Write out all of the data again, precisely as it appears.

#### [Dataset content]
<<<<
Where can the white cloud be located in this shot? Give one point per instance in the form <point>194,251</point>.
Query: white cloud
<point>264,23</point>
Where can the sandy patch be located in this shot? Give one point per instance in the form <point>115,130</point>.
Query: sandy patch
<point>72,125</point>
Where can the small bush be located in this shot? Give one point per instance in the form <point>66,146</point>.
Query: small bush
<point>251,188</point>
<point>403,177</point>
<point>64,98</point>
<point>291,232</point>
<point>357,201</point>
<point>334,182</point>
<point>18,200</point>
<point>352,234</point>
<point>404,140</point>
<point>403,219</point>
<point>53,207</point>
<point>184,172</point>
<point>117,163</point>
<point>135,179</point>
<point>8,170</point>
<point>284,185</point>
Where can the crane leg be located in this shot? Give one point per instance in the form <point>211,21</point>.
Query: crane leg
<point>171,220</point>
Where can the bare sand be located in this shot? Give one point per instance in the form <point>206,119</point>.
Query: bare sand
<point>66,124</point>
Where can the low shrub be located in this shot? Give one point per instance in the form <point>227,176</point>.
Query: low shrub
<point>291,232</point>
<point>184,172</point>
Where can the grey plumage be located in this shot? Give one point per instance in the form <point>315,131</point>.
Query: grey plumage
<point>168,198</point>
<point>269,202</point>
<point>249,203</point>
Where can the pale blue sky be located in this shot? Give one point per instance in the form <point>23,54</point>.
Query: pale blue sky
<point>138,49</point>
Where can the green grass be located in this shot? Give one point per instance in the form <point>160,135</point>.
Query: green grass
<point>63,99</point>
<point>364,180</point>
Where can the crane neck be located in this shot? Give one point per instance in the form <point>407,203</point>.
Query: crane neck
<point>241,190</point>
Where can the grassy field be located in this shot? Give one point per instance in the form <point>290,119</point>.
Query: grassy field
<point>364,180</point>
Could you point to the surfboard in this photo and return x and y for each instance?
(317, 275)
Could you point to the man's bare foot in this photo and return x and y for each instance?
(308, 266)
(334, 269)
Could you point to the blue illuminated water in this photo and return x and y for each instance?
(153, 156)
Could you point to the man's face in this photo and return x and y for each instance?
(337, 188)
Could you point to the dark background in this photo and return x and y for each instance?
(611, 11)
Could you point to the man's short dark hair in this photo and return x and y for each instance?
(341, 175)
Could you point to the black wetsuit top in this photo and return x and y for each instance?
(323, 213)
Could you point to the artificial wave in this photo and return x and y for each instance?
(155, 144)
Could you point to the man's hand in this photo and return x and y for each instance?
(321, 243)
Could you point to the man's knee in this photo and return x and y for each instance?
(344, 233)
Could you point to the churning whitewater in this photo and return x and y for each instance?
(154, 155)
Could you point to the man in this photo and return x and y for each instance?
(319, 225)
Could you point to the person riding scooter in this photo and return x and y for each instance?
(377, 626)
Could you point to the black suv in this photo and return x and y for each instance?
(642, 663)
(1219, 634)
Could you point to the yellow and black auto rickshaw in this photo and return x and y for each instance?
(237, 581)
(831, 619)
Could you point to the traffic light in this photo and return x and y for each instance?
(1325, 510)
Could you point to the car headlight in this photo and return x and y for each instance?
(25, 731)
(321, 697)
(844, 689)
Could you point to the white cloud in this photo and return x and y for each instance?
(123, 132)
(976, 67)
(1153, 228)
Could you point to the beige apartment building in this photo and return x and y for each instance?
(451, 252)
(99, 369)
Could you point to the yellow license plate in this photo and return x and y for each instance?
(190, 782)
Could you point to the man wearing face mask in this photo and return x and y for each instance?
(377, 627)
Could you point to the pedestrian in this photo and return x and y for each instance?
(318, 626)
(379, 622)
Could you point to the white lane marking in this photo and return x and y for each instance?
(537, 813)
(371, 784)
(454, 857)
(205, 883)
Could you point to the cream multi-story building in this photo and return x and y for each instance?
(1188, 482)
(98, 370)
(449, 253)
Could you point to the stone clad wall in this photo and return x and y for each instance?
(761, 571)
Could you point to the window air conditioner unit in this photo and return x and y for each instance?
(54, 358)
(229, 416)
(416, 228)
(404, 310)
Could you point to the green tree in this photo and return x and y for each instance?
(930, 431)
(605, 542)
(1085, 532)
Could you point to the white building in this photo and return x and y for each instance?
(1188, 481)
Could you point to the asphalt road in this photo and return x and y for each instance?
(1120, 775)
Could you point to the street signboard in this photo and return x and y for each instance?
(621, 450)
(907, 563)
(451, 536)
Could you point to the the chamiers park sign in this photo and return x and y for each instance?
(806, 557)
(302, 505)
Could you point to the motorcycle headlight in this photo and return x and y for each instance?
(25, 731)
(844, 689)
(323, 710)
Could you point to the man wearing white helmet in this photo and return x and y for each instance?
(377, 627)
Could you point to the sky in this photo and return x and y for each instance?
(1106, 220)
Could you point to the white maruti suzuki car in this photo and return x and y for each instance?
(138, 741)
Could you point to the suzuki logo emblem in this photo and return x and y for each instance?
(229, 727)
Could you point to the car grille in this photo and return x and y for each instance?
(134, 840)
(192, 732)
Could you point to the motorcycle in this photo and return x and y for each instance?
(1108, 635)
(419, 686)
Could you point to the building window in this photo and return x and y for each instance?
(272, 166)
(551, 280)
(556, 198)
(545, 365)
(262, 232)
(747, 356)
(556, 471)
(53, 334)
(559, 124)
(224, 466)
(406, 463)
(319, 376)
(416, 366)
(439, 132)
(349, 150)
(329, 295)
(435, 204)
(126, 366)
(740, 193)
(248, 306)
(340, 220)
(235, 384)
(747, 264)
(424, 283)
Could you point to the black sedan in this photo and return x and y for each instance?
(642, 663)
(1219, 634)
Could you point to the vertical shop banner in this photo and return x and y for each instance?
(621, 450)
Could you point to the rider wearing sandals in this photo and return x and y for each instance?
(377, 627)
>>>>
#### [Task response]
Where can the white cloud be located in this shot? Give one point per instance in the form <point>194,251</point>.
Query: white cloud
<point>264,23</point>
Where can the sandy patch be located in this shot? Give one point per instance in the form <point>115,130</point>.
Query: sandy patch
<point>72,125</point>
Where can the small bush be located in this shot? Give one point per instance in the form <point>66,146</point>.
Query: small bush
<point>251,188</point>
<point>403,177</point>
<point>64,98</point>
<point>291,232</point>
<point>357,201</point>
<point>334,182</point>
<point>18,200</point>
<point>352,234</point>
<point>404,140</point>
<point>403,219</point>
<point>53,207</point>
<point>184,172</point>
<point>117,163</point>
<point>135,179</point>
<point>8,170</point>
<point>284,185</point>
Where can the crane leg be located in this shot? Give one point per instance in the form <point>211,21</point>.
Query: crane leg
<point>171,220</point>
Where can the bare sand be located in this shot? Give one point per instance in the form <point>206,119</point>.
Query: bare sand
<point>66,124</point>
Where can the low shrub be located in this shot? Give one point per instance in the form <point>227,176</point>.
Query: low shrub
<point>291,232</point>
<point>184,172</point>
Where can the grey plumage be located in this shot? Give one point per instance in the form <point>315,131</point>.
Query: grey plumage
<point>168,198</point>
<point>269,202</point>
<point>249,203</point>
Where can the pale blue sky be located in this shot? Give one point per instance in the form <point>23,54</point>.
Query: pale blue sky
<point>138,49</point>
Where can the green grass be located in this shot? Give one point per instance in the form <point>160,135</point>.
Query: green grass
<point>63,99</point>
<point>364,180</point>
Where can the crane neck be located in this shot? Give one point per instance in the form <point>407,203</point>.
Query: crane neck
<point>241,190</point>
Where can the grassy field be located in this shot? Give one point per instance in the form <point>290,119</point>.
Query: grassy field
<point>364,180</point>
Could you point to the surfboard in this photo and return x and y for each instance?
(317, 275)
Could you point to the man's bare foot in this photo and return x and y for each instance?
(308, 266)
(334, 269)
Could you point to the blue illuminated water in this photo and return x and y for each instance?
(153, 156)
Could you point to the man's face in this photo and return x and y for each instance?
(337, 188)
Could you point to the dark background in this photo and return x and y for each instance?
(611, 11)
Could you point to the man's short dark hair in this photo and return x and y for each instance?
(341, 175)
Could you point to the black wetsuit top in this photo and return x and y for each instance?
(323, 213)
Could you point to the artificial wave in this photo and return x and y for each instance?
(155, 144)
Could you point to the man's hand in this photo and return x and y for each instance?
(321, 243)
Could you point to the man's knee in this photo and return x and y for each instance?
(344, 233)
Could you point to the churning whitewater in this photo and return x and y for each instance?
(154, 155)
Could you point to the man in this photo and return x and y for each instance?
(319, 225)
Could you point to the person riding scooter in this photo and return x and y for each instance?
(377, 626)
Could you point to the black suv in this photo and return x and y for each instance?
(642, 663)
(1219, 634)
Could you point to the yellow and black auto rickshaw in this photo and return x and y for each instance?
(237, 581)
(831, 619)
Could you point to the traffic light in this photo and return x and y for each instance?
(1325, 510)
Could you point to the car headlight in this photo and return x and y for each instance?
(25, 731)
(321, 697)
(844, 689)
Could you point to the white cloud in this photo and return x and y for each instance?
(123, 132)
(976, 67)
(1153, 228)
Could you point to the beige apartment building in this photo and return x and y for each instance?
(451, 252)
(99, 369)
Could you point to the yellow license plate in this photo and return x and y for each instance?
(190, 782)
Could you point to the man wearing face mask in this photo and return x and y for each instance?
(377, 627)
Could you point to the pedestrian in this photo and return x and y for each instance?
(318, 626)
(379, 622)
Could you point to the white lane marking in this photo and return x and y for each instance?
(537, 813)
(371, 784)
(454, 857)
(205, 883)
Could you point to the cream multi-story building in this photo and return x and y for each instance?
(1188, 482)
(98, 370)
(449, 253)
Could you point to the stone clad wall in this photo and return x and y for each instance?
(761, 571)
Could you point to the window air conditioner unit in this photo and return x and y for each instance?
(54, 358)
(229, 416)
(416, 228)
(404, 310)
Could you point to the green tree in this photo and return x and y for each instance?
(930, 431)
(605, 542)
(1085, 532)
Could you point to the white building in this photo and return x and y for each instance?
(1188, 481)
Could you point to the asphalt road in this photo and return x and y for each instance?
(1120, 775)
Could you point to the street signboard in this photo and return x and y for each instance?
(621, 450)
(907, 563)
(451, 536)
Could you point to the the chamiers park sign in this photo and return x and y for each instance?
(806, 557)
(302, 505)
Could you point to the motorcycle headlight in this photo and return x and y for each instance?
(25, 731)
(844, 689)
(323, 710)
Could you point to the man wearing white helmet in this photo and return x and y for each instance?
(377, 627)
Could you point to the sky in this photo and return x and y for each instance?
(1106, 220)
Could you point to the white maruti suzuki car in this photo and return x and y for each instance?
(138, 741)
Could you point to the suzuki logo emblem in this photo and return x and y for each instance?
(229, 727)
Could you point to the car grille in this photo and return x and y for each instance?
(134, 840)
(192, 732)
Could you point to the motorcycle in this photo and return x and y for each instance?
(1108, 635)
(419, 686)
Could you point to the building window in this photo and return x and y for each instance?
(272, 166)
(551, 280)
(556, 198)
(545, 365)
(262, 232)
(747, 356)
(556, 471)
(53, 334)
(559, 124)
(224, 466)
(406, 463)
(319, 376)
(416, 366)
(439, 132)
(349, 150)
(329, 295)
(435, 204)
(126, 366)
(740, 193)
(248, 306)
(340, 220)
(235, 384)
(747, 264)
(424, 283)
Could you point to the black sedan in this photo and return x and y for each instance?
(642, 663)
(1219, 634)
Could you point to the vertical shop banner in this photo and return x and y for each instance?
(621, 450)
Could you point to the rider wearing sandals in this photo and return x and y for each instance?
(377, 627)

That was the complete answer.